WHAT IS REQUIRED: Transcribe the records exactly from the line with "Practice step: locate the night" to the end, both included.

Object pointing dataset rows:
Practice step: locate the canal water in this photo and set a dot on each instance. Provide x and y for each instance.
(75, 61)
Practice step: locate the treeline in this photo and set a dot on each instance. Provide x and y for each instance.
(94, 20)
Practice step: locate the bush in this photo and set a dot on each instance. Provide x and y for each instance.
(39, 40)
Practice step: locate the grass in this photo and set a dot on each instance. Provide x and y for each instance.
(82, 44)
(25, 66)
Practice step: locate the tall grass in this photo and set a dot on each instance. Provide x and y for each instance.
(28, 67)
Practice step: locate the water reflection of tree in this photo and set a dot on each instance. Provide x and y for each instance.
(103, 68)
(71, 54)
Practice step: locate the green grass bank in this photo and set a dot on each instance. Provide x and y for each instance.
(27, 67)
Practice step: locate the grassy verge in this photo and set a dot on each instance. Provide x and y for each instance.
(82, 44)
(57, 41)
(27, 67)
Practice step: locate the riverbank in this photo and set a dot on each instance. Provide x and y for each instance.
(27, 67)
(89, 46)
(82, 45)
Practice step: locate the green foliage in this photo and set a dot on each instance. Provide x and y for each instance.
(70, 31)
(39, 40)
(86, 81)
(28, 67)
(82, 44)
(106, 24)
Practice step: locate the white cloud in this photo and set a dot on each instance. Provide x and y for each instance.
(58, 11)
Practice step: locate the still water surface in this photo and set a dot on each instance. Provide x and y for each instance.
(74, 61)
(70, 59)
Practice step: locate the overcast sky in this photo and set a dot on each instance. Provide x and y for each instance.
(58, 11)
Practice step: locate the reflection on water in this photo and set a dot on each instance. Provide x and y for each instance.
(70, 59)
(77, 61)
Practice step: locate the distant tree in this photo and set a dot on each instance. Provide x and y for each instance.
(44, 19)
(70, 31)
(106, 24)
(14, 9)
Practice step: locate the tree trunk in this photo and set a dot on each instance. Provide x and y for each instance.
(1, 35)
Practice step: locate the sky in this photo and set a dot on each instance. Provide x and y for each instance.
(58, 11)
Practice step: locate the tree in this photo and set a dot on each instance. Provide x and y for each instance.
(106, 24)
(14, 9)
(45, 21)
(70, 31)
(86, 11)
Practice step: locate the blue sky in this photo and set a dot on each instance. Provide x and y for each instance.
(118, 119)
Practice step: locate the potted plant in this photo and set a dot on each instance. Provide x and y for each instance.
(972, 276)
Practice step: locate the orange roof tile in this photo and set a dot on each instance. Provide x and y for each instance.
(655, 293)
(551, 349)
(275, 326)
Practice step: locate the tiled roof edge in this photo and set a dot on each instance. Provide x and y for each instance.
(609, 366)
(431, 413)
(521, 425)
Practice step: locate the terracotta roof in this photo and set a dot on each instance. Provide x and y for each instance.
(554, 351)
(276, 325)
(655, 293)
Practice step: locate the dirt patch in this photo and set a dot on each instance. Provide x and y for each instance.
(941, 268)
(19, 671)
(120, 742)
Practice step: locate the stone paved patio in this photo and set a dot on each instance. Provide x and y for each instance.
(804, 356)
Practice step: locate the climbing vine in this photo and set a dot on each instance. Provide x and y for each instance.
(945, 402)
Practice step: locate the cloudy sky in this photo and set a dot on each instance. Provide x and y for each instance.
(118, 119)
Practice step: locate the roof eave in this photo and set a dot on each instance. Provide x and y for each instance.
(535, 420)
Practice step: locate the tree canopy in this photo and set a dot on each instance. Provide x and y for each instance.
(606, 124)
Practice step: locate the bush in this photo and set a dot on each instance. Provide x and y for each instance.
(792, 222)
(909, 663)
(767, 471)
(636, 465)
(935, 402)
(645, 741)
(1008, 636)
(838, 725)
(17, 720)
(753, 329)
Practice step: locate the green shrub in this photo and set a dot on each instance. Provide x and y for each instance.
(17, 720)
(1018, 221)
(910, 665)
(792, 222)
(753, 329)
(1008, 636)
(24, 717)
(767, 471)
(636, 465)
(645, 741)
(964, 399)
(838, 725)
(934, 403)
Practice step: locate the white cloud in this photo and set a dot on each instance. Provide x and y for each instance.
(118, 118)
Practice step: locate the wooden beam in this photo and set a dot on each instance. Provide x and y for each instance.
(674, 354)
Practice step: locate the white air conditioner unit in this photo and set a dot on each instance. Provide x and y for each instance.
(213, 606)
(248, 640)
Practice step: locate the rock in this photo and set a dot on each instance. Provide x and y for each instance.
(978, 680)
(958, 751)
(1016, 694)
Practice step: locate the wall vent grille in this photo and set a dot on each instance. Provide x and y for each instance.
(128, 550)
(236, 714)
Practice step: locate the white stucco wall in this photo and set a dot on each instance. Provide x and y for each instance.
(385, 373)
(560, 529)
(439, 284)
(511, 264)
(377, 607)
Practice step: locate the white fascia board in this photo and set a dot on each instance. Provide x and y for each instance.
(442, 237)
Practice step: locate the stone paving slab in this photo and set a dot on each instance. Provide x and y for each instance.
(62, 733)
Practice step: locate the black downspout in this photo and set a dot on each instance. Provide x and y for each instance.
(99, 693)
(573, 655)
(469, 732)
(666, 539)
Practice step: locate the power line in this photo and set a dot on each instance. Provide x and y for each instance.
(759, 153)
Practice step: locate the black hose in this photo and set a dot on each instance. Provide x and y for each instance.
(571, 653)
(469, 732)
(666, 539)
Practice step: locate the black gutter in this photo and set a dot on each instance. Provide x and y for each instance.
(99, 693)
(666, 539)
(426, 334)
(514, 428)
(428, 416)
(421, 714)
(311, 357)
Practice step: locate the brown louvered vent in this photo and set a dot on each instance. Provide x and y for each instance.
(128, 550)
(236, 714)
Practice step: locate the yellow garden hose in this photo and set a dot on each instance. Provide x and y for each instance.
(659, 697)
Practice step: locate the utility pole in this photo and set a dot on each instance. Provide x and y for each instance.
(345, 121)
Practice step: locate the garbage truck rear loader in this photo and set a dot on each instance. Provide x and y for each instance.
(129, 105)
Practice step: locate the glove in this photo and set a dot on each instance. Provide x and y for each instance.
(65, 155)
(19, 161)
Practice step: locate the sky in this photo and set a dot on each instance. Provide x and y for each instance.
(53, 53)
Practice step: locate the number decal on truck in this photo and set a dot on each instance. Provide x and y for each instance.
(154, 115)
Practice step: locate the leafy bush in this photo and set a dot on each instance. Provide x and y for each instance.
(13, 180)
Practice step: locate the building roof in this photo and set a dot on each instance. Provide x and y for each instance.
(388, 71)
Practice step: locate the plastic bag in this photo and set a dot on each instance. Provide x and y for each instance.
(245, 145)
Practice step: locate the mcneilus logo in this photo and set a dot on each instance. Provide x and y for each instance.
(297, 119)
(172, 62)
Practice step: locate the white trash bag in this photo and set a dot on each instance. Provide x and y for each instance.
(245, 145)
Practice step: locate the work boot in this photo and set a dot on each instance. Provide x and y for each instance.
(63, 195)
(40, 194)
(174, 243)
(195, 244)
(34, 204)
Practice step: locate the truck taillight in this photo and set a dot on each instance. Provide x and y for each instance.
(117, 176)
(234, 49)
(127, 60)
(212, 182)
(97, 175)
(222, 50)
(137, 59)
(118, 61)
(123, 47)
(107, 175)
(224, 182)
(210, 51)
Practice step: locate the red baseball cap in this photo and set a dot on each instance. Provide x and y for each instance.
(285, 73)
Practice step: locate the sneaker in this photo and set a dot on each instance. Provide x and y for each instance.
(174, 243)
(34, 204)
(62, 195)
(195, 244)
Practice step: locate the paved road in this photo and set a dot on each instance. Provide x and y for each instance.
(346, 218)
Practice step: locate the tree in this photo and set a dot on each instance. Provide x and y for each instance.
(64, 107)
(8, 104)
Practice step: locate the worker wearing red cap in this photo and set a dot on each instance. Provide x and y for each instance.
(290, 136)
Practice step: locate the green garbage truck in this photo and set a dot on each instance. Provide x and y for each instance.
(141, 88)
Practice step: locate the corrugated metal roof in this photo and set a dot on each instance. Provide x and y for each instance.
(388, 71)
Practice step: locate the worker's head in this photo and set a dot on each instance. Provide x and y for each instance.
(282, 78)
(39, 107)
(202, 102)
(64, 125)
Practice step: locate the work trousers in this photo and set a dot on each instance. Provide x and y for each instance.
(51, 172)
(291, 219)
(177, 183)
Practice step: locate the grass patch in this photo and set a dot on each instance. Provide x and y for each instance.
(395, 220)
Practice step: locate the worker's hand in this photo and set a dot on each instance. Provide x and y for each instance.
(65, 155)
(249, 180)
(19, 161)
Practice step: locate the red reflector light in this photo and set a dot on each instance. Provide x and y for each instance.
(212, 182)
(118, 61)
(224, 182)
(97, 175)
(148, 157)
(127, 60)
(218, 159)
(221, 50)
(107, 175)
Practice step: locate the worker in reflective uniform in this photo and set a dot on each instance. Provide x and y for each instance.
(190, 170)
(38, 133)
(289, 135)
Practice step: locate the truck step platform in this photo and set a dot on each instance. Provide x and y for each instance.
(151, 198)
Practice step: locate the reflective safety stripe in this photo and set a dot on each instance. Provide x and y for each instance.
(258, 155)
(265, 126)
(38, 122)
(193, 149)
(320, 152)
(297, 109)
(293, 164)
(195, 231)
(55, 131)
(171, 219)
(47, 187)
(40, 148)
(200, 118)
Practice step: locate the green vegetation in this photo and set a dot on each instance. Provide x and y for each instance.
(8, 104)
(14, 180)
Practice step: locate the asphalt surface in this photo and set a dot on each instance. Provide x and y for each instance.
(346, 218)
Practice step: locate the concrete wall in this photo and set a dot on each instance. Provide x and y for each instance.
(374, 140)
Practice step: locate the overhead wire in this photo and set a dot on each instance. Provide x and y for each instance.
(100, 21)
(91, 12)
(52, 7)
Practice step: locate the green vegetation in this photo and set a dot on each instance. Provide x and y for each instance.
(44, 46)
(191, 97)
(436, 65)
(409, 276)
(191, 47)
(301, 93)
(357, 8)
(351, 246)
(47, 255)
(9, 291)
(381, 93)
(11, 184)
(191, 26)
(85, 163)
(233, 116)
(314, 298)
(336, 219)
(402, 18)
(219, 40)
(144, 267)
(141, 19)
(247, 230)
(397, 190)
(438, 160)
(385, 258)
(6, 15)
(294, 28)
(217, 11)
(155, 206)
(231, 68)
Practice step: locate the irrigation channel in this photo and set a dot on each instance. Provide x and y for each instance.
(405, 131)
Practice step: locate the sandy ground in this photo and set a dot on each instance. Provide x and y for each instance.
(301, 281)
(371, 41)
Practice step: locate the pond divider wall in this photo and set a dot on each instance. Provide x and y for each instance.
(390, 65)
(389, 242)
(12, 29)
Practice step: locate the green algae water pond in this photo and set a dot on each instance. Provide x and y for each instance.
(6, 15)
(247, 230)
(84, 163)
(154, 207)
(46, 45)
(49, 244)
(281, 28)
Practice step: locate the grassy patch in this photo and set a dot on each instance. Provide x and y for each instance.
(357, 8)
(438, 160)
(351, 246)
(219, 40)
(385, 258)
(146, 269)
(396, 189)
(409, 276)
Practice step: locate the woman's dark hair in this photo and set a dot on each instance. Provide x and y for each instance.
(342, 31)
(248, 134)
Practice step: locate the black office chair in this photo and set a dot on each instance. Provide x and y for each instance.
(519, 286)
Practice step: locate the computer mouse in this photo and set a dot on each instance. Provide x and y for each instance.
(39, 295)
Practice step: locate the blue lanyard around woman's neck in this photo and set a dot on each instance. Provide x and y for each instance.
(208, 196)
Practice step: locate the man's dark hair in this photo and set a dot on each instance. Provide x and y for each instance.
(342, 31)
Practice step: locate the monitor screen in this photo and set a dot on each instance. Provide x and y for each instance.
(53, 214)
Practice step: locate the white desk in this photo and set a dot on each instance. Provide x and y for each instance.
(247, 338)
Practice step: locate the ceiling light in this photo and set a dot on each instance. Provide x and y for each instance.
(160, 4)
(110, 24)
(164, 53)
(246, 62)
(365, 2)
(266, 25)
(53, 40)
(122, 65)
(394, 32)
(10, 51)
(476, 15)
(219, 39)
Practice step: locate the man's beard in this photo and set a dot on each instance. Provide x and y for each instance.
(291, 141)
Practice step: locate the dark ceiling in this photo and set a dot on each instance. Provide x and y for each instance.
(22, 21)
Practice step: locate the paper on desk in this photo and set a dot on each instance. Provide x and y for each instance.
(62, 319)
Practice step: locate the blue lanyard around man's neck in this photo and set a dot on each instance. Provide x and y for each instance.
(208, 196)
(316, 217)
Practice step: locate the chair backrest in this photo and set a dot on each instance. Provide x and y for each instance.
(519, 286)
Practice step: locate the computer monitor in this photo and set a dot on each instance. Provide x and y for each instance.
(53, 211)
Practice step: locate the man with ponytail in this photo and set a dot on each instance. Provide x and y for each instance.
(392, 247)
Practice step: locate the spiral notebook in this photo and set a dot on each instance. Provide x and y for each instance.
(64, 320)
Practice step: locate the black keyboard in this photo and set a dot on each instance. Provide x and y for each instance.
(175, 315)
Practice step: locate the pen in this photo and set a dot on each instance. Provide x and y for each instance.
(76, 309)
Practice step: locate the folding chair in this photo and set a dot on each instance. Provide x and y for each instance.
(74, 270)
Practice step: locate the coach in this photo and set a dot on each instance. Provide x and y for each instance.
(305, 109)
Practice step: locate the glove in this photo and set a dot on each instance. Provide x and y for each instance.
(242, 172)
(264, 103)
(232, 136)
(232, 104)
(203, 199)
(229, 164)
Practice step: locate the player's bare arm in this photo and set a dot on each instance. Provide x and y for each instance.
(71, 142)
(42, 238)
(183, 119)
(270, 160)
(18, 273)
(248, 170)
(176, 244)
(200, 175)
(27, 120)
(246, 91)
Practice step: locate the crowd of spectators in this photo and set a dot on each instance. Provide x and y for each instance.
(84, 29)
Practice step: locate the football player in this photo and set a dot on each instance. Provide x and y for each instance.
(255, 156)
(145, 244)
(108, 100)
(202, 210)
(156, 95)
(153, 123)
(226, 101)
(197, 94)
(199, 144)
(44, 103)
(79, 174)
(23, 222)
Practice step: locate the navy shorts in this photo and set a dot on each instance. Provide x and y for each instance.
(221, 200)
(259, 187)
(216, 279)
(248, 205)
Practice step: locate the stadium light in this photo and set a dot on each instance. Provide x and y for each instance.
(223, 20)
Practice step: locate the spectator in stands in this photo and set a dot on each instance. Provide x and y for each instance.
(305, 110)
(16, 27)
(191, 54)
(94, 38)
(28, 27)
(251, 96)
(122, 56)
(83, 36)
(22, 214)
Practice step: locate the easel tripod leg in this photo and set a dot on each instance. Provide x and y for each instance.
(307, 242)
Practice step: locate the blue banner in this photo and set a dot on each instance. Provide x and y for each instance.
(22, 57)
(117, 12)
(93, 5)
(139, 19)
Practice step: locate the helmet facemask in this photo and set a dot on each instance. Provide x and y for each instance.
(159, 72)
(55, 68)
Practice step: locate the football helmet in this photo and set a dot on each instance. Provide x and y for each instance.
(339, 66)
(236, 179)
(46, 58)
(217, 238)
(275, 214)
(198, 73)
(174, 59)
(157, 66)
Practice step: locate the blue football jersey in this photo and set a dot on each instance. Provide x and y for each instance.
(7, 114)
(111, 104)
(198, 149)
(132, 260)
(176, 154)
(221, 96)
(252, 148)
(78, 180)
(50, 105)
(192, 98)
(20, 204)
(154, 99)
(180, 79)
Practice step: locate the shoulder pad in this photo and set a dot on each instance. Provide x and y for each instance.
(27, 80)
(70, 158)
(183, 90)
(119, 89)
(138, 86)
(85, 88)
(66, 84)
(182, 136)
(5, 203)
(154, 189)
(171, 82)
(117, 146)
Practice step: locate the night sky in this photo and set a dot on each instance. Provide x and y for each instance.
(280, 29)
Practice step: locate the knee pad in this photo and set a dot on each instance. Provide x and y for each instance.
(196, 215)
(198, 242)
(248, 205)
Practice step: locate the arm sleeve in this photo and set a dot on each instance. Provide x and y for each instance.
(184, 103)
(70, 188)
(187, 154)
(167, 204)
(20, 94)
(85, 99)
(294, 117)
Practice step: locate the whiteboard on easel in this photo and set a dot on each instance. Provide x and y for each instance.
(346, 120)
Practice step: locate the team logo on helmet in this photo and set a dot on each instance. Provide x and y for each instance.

CORRECT OUTPUT:
Practice step: locate the night sky in this photo and set a dot on each instance. Provide x and y for each instance.
(280, 29)
Practice step: locate the knee pad in this photo and set a dot on each instance. Provide x and y for each instance.
(196, 215)
(198, 242)
(248, 205)
Practice step: locate the arm sleeve in this photo and set a dot on each instance. Provide x and y for each instance.
(184, 103)
(70, 188)
(187, 154)
(167, 204)
(20, 94)
(85, 99)
(294, 117)
Practice step: locate the whiteboard on easel in this photo and set a dot on each instance. Provide x and y for each instance.
(346, 120)
Practice step: locate the team logo on helmet in this photo and set a dot on each instance. Provide x and y for each instance.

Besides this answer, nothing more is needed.